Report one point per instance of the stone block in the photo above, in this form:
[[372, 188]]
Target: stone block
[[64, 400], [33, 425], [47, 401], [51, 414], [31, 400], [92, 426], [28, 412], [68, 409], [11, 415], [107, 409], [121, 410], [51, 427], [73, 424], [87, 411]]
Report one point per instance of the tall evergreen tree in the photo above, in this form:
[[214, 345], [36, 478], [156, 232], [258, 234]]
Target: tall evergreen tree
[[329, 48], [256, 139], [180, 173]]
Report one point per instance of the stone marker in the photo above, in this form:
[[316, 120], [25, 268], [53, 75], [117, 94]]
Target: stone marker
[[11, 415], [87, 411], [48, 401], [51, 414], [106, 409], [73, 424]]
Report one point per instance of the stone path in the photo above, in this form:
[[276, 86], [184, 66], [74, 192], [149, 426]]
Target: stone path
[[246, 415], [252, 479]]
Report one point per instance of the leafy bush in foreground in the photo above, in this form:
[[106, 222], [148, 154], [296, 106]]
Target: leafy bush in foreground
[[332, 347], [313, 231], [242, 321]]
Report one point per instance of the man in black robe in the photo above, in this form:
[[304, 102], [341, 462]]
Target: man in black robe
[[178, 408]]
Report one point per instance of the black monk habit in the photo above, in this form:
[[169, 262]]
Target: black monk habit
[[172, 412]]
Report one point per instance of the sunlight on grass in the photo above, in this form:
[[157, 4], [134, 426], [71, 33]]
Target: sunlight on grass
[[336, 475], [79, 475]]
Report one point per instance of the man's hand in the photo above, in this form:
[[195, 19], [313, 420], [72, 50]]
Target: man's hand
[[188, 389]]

Exercise description: Write out every entry again exactly, please, with nothing missing.

Solution to this task:
Report one point per instance of the stone block in the photo above, in this form:
[[372, 188]]
Target: stone block
[[64, 400], [33, 425], [47, 401], [51, 414], [31, 400], [92, 426], [28, 412], [68, 409], [11, 415], [107, 409], [121, 410], [51, 427], [73, 424], [87, 411]]
Report one point per instance of the tall evergreen tree in the photo above, in this form:
[[214, 345], [36, 478], [156, 232], [258, 234]]
Target: tall evergreen tree
[[329, 48], [256, 139], [180, 173]]
Report one point per instance of the stone marker in the photo above, in this form:
[[316, 120], [25, 268], [53, 75], [117, 94]]
Target: stone marker
[[11, 415], [87, 411], [48, 401], [51, 414], [106, 409], [73, 424]]
Report one point per instance of the stone path in the photo above, in this form:
[[276, 86], [184, 66], [74, 192], [149, 426]]
Target: stone path
[[246, 415], [252, 479]]
Report one point per instance of the leafy bush in foreground in the photo above, in this form:
[[106, 222], [148, 154], [296, 106]]
Target: leafy bush in foreground
[[332, 347], [313, 231], [242, 321]]
Report one point per instance of the man in black robe in the photo above, in this form:
[[304, 102], [341, 462]]
Target: man in black robe
[[178, 408]]
Report one point per instance of the black monk habit in the photo above, in this form:
[[169, 262]]
Target: black monk habit
[[172, 412]]
Report one point per instance of the sunlight on grass in the photo above, in this form:
[[157, 4], [134, 426], [71, 33]]
Target: sunlight on grass
[[336, 475], [79, 475]]
Report one point per instance of the man's hand in the photo above, in this form:
[[195, 19], [313, 420], [72, 50]]
Target: man's hand
[[188, 389]]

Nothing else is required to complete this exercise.